* [WHAT IS BEING ASKED]
The answer must restate the records below word for word.

* [MATERIAL PROVIDED]
::::::

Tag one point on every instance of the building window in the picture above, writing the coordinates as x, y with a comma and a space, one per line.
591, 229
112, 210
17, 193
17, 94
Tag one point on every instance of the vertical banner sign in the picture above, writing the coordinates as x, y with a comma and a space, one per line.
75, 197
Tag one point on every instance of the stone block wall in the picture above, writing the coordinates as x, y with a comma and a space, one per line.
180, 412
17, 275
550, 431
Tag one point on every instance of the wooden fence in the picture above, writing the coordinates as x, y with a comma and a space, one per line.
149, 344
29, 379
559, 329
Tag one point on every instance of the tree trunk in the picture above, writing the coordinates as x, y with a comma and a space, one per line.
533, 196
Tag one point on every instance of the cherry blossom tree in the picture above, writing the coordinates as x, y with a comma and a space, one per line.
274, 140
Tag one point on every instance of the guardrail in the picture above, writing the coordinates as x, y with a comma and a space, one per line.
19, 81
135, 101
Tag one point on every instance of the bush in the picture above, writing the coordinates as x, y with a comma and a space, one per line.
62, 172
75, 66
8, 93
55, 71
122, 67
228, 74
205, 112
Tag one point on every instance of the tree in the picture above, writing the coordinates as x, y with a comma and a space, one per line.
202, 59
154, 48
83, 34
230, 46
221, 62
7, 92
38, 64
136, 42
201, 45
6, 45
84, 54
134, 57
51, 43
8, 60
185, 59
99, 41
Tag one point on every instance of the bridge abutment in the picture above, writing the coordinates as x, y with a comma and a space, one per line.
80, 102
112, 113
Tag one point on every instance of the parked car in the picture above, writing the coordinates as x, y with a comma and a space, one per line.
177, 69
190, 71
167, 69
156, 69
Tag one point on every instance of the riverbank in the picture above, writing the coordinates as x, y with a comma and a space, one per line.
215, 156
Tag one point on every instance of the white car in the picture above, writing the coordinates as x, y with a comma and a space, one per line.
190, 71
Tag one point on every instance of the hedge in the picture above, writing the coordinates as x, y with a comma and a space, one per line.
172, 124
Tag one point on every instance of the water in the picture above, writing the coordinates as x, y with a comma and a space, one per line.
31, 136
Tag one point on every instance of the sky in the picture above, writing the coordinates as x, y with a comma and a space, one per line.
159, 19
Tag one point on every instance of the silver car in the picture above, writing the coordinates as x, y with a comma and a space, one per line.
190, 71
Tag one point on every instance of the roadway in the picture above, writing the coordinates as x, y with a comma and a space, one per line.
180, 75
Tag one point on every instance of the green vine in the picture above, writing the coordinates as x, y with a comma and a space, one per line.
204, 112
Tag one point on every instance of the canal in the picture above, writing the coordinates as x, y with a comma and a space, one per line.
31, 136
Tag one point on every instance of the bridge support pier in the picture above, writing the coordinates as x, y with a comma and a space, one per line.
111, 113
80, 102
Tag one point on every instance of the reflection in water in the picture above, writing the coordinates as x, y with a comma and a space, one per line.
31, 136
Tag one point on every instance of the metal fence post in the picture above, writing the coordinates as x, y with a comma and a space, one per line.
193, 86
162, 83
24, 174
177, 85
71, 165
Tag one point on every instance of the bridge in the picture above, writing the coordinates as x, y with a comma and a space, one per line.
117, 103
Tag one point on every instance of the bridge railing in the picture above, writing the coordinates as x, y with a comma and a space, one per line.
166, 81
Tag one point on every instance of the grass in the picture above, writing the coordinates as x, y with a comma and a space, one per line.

::::::

* [SOLVED EXERCISE]
Tag one point on every instance of the building window in the picture above, writing the coordinates as x, y with a comma and a space, one per line.
591, 229
112, 210
17, 193
17, 94
Tag one point on every instance of the vertical banner sign in the picture above, writing the coordinates as x, y with a comma and a space, one per line.
75, 197
Tag one point on every instance of the stone block wall in the picture above, writing the coordinates as x, y with a comma and a space, one per line.
180, 412
17, 275
550, 431
Tag one point on every instance of the wooden fence in the picture above, writing the coordinates as x, y with a comma and a space, one per line.
149, 344
29, 379
559, 329
Tag one point on every instance of the tree trunk in the picture above, writing the coordinates as x, y with a comma and a space, one per line.
533, 196
Tag one point on every instance of the cherry blossom tree in the picture above, writing the coordinates as x, y with a comma and a space, one per line.
274, 140
Tag one point on every instance of the guardrail in the picture above, writing the coordinates as x, y with a comma and a space, one per line.
19, 81
135, 101
Tag one point on every instance of the bush in the picture above, writing the coordinates as x, y with a comma and a space, one per line.
62, 172
75, 66
8, 93
55, 71
122, 67
228, 74
205, 112
Tag one point on every instance of the tree in the picture above, writing the coordinates as x, y with a comma and a space, one per line.
202, 59
154, 48
83, 34
230, 46
221, 62
7, 92
38, 64
136, 42
201, 45
6, 45
84, 54
134, 57
51, 43
8, 60
185, 59
99, 41
Tag one point on every instance of the bridge abutment in the picture above, writing the coordinates as x, y with a comma and a space, one per line.
80, 102
112, 113
Tag one point on every instance of the parked car in the picture above, writing the coordinates as x, y with a comma and a space, one per line.
177, 69
190, 71
167, 69
156, 69
Tag one point on every instance of the riverbank in the picture above, writing the coordinates as x, y with a comma and a space, one per line.
215, 156
Tag one point on every instance of the white car in the picture above, writing the coordinates as x, y with a comma and a space, one per line.
190, 71
Tag one point on every instance of the hedge in the picture above, writing the coordinates as x, y with a comma and a space, one per line.
172, 124
Tag one point on every instance of the water in the picture above, writing the coordinates as x, y with a comma and a space, one per line.
31, 136
Tag one point on every instance of the sky in the picture above, writing the coordinates as x, y with a comma and a space, one per line.
159, 19
Tag one point on every instance of the silver car in the picture above, writing the coordinates as x, y with a comma and a space, one per line.
190, 71
Tag one point on every instance of the roadway in the picture above, writing the coordinates as x, y with a comma and a space, one per line.
180, 75
Tag one point on every instance of the green vine in the picture above, writing the coordinates as x, y with a comma and a space, one per line.
204, 112
Tag one point on every instance of the canal in the picture above, writing the coordinates as x, y with a comma and a space, one per line.
31, 136
Tag one point on every instance of the bridge support pier in the picture above, writing the coordinates as x, y with a comma and a space, one per line.
111, 113
80, 102
Tag one point on every instance of the reflection in water in the picture above, writing the coordinates as x, y with a comma and a space, one per line.
31, 136
Tag one point on every instance of the metal fence post in the picture above, writing the coordinates as x, y with a comma and a space, one per line.
193, 86
162, 83
24, 174
177, 85
71, 165
Tag one point on every instance of the bridge in the picture above, writing the coordinates as x, y with a comma and a space, one per line.
117, 103
Tag one point on every instance of the bridge railing in the picture above, writing the coordinates as x, y with a comma and a space, one per line.
166, 81
Tag one point on every instance of the grass in the picture above, writing the coordinates as x, y with a comma and a space, one per line.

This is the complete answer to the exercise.